Data entries:
- - - -

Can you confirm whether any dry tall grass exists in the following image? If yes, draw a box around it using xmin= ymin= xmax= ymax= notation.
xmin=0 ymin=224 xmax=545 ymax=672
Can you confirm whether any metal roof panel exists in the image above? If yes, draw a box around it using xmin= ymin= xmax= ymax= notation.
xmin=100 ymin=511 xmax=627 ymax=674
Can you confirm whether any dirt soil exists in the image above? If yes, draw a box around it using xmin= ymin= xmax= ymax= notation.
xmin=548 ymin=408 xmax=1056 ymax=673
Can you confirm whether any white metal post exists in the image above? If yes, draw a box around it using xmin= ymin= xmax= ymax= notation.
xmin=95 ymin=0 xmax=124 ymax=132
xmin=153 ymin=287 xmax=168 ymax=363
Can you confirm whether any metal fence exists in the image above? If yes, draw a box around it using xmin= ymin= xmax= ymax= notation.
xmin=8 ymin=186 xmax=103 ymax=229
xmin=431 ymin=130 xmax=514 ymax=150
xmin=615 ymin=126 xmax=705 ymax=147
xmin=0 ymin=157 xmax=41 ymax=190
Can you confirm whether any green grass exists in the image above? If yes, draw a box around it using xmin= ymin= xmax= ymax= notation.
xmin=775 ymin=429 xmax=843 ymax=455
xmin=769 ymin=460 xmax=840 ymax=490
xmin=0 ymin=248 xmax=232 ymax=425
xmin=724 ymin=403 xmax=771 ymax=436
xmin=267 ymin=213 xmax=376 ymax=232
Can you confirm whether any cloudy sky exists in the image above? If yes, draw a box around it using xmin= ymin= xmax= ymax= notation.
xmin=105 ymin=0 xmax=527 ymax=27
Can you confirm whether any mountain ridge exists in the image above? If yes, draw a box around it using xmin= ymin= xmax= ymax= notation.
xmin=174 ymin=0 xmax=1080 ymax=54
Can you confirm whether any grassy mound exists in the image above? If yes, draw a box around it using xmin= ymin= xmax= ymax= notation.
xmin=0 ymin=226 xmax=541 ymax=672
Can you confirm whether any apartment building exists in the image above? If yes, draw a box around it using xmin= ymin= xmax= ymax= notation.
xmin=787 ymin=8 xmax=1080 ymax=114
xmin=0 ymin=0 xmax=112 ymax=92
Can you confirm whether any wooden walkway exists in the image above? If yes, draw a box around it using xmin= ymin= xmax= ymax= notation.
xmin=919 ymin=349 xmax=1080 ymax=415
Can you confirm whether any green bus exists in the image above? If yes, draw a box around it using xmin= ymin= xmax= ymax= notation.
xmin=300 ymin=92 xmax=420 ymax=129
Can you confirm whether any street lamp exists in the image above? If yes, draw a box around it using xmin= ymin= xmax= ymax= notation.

- - - -

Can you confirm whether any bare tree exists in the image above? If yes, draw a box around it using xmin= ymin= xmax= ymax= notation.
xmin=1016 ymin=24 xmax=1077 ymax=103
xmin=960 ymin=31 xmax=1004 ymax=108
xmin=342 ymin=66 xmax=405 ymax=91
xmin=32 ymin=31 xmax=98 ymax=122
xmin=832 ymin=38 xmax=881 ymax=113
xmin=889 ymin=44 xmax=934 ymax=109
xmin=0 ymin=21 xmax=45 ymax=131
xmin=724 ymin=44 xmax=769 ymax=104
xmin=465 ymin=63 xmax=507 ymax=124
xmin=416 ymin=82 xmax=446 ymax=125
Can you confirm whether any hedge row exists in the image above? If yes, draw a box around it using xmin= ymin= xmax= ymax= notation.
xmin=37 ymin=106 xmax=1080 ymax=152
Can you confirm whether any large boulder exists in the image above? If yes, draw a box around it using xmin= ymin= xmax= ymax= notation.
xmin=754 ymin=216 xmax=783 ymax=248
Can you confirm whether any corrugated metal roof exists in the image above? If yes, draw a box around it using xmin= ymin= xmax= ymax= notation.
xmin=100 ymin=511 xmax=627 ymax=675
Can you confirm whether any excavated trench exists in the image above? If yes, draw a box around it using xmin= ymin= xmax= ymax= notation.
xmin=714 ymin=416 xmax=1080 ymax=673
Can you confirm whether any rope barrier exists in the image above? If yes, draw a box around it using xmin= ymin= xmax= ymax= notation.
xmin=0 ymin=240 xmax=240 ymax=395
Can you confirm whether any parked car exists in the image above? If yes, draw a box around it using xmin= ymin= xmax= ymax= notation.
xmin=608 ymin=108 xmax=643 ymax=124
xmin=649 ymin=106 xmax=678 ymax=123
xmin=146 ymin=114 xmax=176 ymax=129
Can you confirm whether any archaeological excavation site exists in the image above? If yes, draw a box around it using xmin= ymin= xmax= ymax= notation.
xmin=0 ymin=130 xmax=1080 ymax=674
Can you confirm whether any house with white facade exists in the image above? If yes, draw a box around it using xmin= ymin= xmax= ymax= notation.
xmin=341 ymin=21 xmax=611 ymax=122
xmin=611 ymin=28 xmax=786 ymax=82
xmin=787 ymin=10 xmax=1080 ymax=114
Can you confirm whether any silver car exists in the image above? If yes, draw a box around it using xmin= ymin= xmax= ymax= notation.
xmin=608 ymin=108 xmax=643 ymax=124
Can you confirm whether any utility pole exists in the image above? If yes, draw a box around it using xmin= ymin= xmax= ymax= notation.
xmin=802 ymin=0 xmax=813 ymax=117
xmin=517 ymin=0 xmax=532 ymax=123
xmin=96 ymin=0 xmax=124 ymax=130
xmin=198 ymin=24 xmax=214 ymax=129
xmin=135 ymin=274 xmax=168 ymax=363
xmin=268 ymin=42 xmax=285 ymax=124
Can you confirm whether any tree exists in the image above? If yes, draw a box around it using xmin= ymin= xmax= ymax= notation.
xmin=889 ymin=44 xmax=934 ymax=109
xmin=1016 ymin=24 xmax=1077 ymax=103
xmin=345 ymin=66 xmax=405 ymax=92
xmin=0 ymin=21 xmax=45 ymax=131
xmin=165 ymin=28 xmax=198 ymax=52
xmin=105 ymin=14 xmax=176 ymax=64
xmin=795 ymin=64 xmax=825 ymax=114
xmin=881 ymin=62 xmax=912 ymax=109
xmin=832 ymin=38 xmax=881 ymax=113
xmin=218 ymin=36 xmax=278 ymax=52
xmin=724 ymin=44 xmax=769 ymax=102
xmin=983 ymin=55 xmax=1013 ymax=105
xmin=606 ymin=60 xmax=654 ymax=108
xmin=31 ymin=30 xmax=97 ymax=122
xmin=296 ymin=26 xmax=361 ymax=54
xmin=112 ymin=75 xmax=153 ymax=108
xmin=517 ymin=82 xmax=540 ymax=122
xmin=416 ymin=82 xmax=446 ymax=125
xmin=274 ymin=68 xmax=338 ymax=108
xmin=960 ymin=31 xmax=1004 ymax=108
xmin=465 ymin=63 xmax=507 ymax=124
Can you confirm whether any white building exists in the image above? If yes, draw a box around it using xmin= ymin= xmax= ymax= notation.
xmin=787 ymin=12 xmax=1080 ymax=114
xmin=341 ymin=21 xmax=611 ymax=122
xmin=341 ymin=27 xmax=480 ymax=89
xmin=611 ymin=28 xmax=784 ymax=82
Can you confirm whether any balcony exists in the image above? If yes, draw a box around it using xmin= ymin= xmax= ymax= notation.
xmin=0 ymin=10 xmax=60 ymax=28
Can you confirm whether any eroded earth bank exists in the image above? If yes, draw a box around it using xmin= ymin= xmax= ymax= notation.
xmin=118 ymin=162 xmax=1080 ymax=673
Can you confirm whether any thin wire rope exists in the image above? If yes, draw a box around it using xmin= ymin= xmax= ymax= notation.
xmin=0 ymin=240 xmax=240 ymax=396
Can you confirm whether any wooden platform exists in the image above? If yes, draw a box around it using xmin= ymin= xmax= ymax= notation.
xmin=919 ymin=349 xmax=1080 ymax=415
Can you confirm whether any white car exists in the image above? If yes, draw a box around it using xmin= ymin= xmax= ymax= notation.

- - - -

Problem details:
Copy the listing from the line with "Can you confirm whether any white metal" up to and including the line with "xmin=0 ymin=157 xmax=41 ymax=190", keeping every line unchanged.

Answer to this task:
Can you confirm whether any white metal post exists in the image above? If yes, draw a box around it using xmin= ymin= xmax= ymax= notation.
xmin=95 ymin=0 xmax=124 ymax=132
xmin=153 ymin=287 xmax=168 ymax=363
Can you confirm whether any metal fence exists in the image above? If yes, draw a box around it using xmin= ymin= xmax= ymax= notation.
xmin=8 ymin=186 xmax=103 ymax=229
xmin=431 ymin=130 xmax=514 ymax=150
xmin=615 ymin=126 xmax=705 ymax=147
xmin=0 ymin=157 xmax=41 ymax=190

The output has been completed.